WHAT TO DO
Render the listing below as a numbered list with one line per item, dropping any blank lines. Leave the picture out of your answer.

Point labeling dataset excerpts:
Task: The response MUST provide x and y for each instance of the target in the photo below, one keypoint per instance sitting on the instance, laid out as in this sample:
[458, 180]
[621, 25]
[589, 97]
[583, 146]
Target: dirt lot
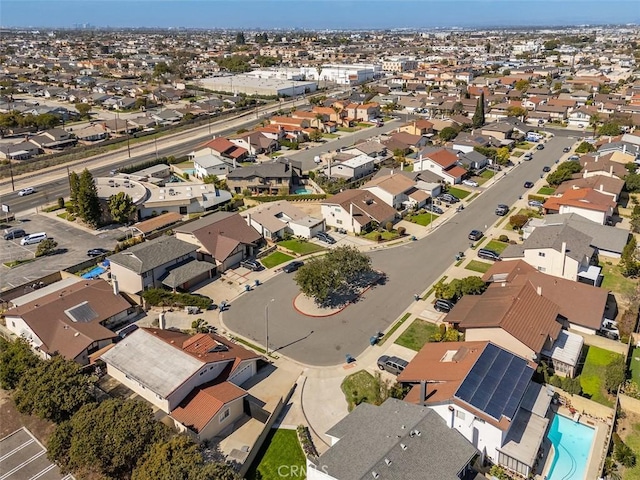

FINISHED TASK
1. Task: The response MUST provide x and y for each instance of the target in the photo below, one keypoint per instance sitting on the instance, laid out as in this sample:
2. [458, 180]
3. [621, 25]
4. [589, 97]
5. [583, 146]
6. Target: dirt lot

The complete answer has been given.